▶ [Requirement]:
Rewrite every line of the data below as a Markdown table with two columns, "No." for the row number and "Text" for the line itself, and skip any blank lines.

▶ [Records to use]:
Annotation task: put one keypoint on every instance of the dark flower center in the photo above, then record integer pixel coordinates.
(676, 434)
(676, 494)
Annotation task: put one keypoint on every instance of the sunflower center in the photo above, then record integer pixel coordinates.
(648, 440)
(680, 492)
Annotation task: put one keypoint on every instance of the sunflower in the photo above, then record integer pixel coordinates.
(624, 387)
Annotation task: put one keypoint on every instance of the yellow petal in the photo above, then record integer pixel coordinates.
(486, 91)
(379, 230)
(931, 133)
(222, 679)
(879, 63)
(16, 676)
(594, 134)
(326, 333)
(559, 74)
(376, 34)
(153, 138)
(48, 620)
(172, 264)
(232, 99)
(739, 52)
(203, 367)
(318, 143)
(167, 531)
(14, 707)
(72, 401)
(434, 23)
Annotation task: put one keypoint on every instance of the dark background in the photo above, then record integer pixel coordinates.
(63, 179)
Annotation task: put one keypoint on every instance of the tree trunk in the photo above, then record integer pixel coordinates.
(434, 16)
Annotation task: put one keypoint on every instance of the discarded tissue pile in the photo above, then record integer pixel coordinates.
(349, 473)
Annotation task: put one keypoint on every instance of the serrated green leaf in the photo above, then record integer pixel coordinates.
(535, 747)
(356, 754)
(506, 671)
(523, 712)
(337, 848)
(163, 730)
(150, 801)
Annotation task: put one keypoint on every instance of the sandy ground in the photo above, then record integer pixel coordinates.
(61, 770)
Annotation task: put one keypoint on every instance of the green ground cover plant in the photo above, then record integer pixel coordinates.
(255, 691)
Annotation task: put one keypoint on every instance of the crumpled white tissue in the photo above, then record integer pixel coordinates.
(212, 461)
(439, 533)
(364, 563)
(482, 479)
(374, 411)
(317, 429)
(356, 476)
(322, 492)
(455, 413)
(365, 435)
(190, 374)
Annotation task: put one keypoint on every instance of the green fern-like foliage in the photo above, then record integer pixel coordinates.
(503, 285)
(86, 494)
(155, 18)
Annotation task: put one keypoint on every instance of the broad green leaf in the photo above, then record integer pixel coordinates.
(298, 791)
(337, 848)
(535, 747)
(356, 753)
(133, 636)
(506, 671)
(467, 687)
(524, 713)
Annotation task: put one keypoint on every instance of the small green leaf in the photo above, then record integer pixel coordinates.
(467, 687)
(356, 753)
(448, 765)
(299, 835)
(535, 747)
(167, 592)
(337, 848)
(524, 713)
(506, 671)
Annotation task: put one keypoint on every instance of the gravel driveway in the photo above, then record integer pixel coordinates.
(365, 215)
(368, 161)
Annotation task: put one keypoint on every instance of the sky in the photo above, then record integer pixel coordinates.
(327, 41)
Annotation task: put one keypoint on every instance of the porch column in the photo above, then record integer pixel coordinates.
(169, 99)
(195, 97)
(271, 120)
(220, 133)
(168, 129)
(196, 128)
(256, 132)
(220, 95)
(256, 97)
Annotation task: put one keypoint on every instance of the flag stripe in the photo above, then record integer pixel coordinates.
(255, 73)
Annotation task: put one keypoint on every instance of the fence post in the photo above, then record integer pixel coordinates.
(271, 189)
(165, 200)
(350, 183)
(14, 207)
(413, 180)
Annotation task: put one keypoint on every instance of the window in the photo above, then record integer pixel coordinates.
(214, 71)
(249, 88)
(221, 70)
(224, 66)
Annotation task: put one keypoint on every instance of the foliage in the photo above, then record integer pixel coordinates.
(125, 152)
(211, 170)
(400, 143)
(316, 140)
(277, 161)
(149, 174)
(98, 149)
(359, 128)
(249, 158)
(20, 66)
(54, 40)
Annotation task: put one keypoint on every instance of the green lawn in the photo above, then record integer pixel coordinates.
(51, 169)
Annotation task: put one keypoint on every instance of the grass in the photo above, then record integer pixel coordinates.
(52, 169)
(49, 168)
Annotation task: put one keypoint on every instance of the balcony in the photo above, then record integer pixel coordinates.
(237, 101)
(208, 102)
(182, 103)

▶ [Written response]:
| No. | Text |
|---|---|
| 1 | Annotation task: put one keypoint on every instance of the dark flower center in the photo above, then record integer pixel coordinates. |
| 2 | (676, 434) |
| 3 | (676, 494) |
| 4 | Annotation task: put one keypoint on every instance of the sunflower center in the photo above, then record integer pixel coordinates. |
| 5 | (648, 440) |
| 6 | (680, 492) |
| 7 | Annotation task: put one keypoint on every instance of the sunflower in the photo above, then record integer pixel coordinates. |
| 8 | (624, 387) |
| 9 | Annotation task: put one keypoint on every instance of the yellow petal in the photo above, then record integer pixel coordinates. |
| 10 | (486, 91) |
| 11 | (379, 230) |
| 12 | (931, 133) |
| 13 | (222, 679) |
| 14 | (879, 63) |
| 15 | (16, 676) |
| 16 | (594, 134) |
| 17 | (326, 333) |
| 18 | (559, 74) |
| 19 | (376, 34) |
| 20 | (153, 138) |
| 21 | (48, 620) |
| 22 | (172, 264) |
| 23 | (232, 99) |
| 24 | (739, 52) |
| 25 | (203, 367) |
| 26 | (318, 143) |
| 27 | (167, 531) |
| 28 | (14, 707) |
| 29 | (72, 401) |
| 30 | (434, 23) |
| 31 | Annotation task: put one keypoint on every instance of the dark background in the photo above, then record integer pixel coordinates. |
| 32 | (63, 179) |
| 33 | Annotation task: put one keypoint on every instance of the tree trunk in the photo above, then record integer pixel coordinates. |
| 34 | (434, 16) |
| 35 | Annotation task: put one keypoint on every instance of the discarded tissue pile in the photo above, then record integer pixel coordinates. |
| 36 | (349, 473) |
| 37 | Annotation task: put one keypoint on every instance of the serrated green leaf in the photo above, then record integer pixel coordinates. |
| 38 | (535, 747) |
| 39 | (356, 754) |
| 40 | (506, 671) |
| 41 | (523, 712) |
| 42 | (337, 848) |
| 43 | (163, 730) |
| 44 | (150, 801) |
| 45 | Annotation task: put one keypoint on every instance of the sandy ground in the photo above, then record integer pixel coordinates. |
| 46 | (61, 770) |
| 47 | Annotation task: put one keypoint on every instance of the green ground cover plant in the photo above, then record integer pixel coordinates. |
| 48 | (255, 691) |
| 49 | Annotation task: put one keypoint on every instance of the crumpled white tissue in the photo above, then record integer pixel coordinates. |
| 50 | (212, 461) |
| 51 | (439, 533) |
| 52 | (364, 563) |
| 53 | (482, 479) |
| 54 | (374, 411) |
| 55 | (317, 429) |
| 56 | (356, 476) |
| 57 | (322, 492) |
| 58 | (455, 413) |
| 59 | (365, 435) |
| 60 | (190, 374) |
| 61 | Annotation task: put one keypoint on every instance of the green fern-like foliage in the photo above, then record integer pixel coordinates. |
| 62 | (503, 285) |
| 63 | (86, 494) |
| 64 | (155, 18) |
| 65 | Annotation task: put one keypoint on every instance of the broad green leaf in the photo above, then record integer pixel coordinates. |
| 66 | (298, 791) |
| 67 | (337, 848) |
| 68 | (535, 747) |
| 69 | (356, 753) |
| 70 | (133, 636) |
| 71 | (506, 671) |
| 72 | (467, 687) |
| 73 | (524, 713) |
| 74 | Annotation task: put one keypoint on every instance of the small green leaf in the photo above, then record integer pixel coordinates. |
| 75 | (467, 687) |
| 76 | (356, 753) |
| 77 | (448, 765) |
| 78 | (299, 835) |
| 79 | (535, 747) |
| 80 | (167, 592) |
| 81 | (337, 848) |
| 82 | (524, 713) |
| 83 | (506, 671) |
| 84 | Annotation task: put one keypoint on every instance of the gravel driveway in the photo above, then record integer pixel coordinates. |
| 85 | (365, 215) |
| 86 | (368, 161) |
| 87 | Annotation task: put one keypoint on every instance of the sky in the photo above, then record integer pixel coordinates. |
| 88 | (327, 41) |
| 89 | Annotation task: put one keypoint on every instance of the porch column in the photo above, then record integer pixel coordinates. |
| 90 | (169, 99) |
| 91 | (195, 97) |
| 92 | (271, 120) |
| 93 | (220, 133) |
| 94 | (168, 129) |
| 95 | (196, 128) |
| 96 | (256, 132) |
| 97 | (220, 95) |
| 98 | (256, 97) |
| 99 | Annotation task: put one keypoint on every instance of the flag stripe in the photo above, then record integer pixel coordinates. |
| 100 | (255, 73) |
| 101 | Annotation task: put one keypoint on every instance of the fence post in the photo above, then record integer pixel coordinates. |
| 102 | (271, 189) |
| 103 | (165, 200) |
| 104 | (350, 183) |
| 105 | (14, 207) |
| 106 | (413, 180) |
| 107 | Annotation task: put one keypoint on every instance of the window in the photo above, then record integer pixel coordinates. |
| 108 | (214, 71) |
| 109 | (249, 88) |
| 110 | (221, 70) |
| 111 | (224, 66) |
| 112 | Annotation task: put one keypoint on every instance of the foliage in the photo above, then record integer pixel coordinates. |
| 113 | (125, 152) |
| 114 | (211, 170) |
| 115 | (400, 143) |
| 116 | (316, 140) |
| 117 | (277, 161) |
| 118 | (149, 174) |
| 119 | (98, 149) |
| 120 | (359, 128) |
| 121 | (249, 158) |
| 122 | (20, 66) |
| 123 | (54, 40) |
| 124 | Annotation task: put one keypoint on every instance of the green lawn in the photo above, then record integer pixel coordinates. |
| 125 | (51, 169) |
| 126 | Annotation task: put one keypoint on every instance of the grass in the photo above, then record integer pixel coordinates. |
| 127 | (52, 169) |
| 128 | (49, 168) |
| 129 | Annotation task: put one keypoint on every instance of the balcony in the photo above, then record integer pixel coordinates. |
| 130 | (237, 101) |
| 131 | (208, 102) |
| 132 | (182, 103) |